Starting from the line in which "Target: shoreline" appears, set down each line exactly through the end of the listing, and nothing else. Leave out pictures.

========================================

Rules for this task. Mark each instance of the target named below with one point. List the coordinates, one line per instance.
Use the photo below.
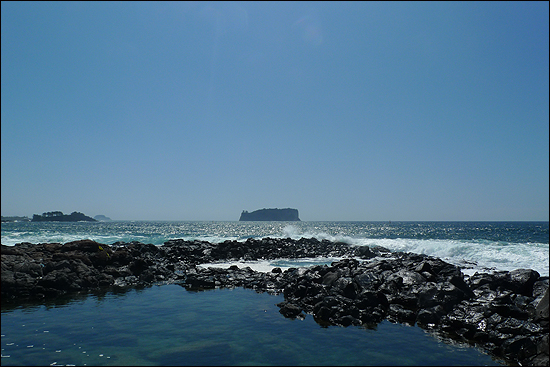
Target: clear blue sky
(344, 111)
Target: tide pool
(167, 325)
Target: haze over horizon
(346, 111)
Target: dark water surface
(167, 325)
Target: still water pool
(167, 325)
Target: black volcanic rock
(270, 215)
(505, 313)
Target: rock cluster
(506, 313)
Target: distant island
(60, 217)
(287, 214)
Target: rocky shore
(505, 313)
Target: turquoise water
(167, 325)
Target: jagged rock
(504, 312)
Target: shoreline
(504, 313)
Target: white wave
(474, 255)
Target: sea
(165, 324)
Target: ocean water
(167, 325)
(475, 246)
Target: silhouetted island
(287, 214)
(60, 217)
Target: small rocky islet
(505, 313)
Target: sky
(346, 111)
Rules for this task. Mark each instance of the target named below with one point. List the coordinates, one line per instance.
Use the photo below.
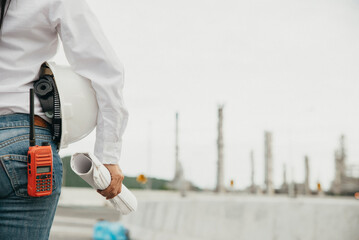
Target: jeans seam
(21, 138)
(21, 126)
(8, 174)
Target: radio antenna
(32, 127)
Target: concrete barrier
(211, 217)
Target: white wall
(233, 217)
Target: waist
(21, 120)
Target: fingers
(116, 182)
(113, 189)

========================================

» **Answer to this problem**
Target: shoreline
(504, 313)
Target: white wave
(474, 255)
Target: sea
(165, 324)
Target: ocean water
(167, 325)
(475, 246)
Target: silhouetted island
(287, 214)
(60, 217)
Target: small rocky islet
(505, 313)
Target: sky
(346, 111)
Rules for this task. Mark each instance of the target named below with one point. List the coordinates, one line per instance.
Use the photo below.
Target: jeans seam
(21, 138)
(21, 126)
(8, 174)
Target: radio antenna
(32, 127)
Target: concrete barrier
(211, 217)
Target: white wall
(233, 217)
Target: waist
(21, 120)
Target: fingers
(116, 182)
(113, 189)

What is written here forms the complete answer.